OBJECTIVE » Could you repeat, word for word, everything in the material below from the line containing "In this exercise you will mark the businessman in gray" down to the end, leaving the pictures out of your answer?

— BEGIN DATASET EXCERPTS —

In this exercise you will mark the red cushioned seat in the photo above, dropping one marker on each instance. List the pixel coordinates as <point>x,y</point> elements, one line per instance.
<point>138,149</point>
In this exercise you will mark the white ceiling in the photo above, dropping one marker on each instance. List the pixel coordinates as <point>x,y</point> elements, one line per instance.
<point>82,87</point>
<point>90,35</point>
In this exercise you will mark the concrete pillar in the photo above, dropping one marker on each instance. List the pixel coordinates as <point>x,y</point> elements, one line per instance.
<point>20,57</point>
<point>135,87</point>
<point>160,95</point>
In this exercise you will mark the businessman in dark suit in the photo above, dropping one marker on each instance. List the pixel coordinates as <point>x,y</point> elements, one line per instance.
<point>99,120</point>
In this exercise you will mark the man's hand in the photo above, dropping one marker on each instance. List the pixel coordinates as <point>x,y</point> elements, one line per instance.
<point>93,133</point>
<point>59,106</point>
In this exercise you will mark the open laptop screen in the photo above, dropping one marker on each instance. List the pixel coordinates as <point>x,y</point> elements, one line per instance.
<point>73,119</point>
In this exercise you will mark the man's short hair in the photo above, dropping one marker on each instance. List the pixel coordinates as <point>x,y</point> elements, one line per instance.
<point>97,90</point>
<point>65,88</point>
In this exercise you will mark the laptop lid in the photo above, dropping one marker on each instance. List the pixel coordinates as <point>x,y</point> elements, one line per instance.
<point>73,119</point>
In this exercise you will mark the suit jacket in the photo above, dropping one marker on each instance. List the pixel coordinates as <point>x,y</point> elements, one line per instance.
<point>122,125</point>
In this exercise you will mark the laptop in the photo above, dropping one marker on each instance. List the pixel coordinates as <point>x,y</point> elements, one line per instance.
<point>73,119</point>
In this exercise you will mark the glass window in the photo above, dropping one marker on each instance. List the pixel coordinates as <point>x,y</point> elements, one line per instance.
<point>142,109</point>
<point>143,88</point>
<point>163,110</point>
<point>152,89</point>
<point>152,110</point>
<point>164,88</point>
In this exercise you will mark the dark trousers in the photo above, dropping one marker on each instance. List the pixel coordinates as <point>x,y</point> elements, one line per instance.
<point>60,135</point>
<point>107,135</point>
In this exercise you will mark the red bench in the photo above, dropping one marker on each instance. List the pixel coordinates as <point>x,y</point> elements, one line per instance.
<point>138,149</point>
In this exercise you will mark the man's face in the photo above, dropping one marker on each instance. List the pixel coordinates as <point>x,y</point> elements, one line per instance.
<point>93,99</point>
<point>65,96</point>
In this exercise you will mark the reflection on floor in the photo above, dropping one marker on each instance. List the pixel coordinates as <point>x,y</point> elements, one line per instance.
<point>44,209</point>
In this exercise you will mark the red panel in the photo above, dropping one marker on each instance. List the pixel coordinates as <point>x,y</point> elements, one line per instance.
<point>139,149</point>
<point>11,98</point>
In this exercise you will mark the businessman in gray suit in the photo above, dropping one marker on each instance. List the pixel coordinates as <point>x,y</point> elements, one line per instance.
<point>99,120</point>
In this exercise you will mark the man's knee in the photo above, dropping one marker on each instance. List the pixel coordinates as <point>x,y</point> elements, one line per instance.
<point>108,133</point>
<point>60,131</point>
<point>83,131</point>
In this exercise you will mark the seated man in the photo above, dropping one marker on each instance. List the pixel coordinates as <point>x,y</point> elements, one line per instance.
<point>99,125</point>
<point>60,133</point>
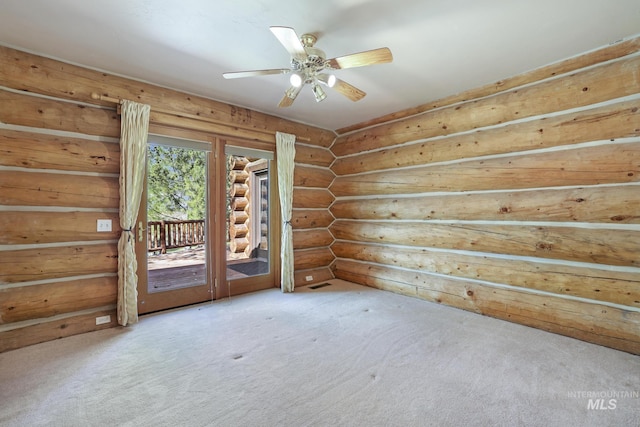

— END DATASET EXCERPTS —

ANSWER TO THE TASK »
In this exercise you will mark the businessman in gray suit in the photo above, dropping one marker on each instance. List the pixel coordinates as <point>x,y</point> elements, one line per instance.
<point>99,120</point>
In this exercise you will mark the man's knee in the photo above, dropping one marker on each instance. List the pixel coordinates as <point>x,y</point> elements, one line per instance.
<point>108,133</point>
<point>60,131</point>
<point>83,131</point>
In this exercise you will mark the seated man in the photo above, dropping one marker on each instance. List the pixel coordinates as <point>x,y</point> elements, one line per instance.
<point>99,125</point>
<point>60,133</point>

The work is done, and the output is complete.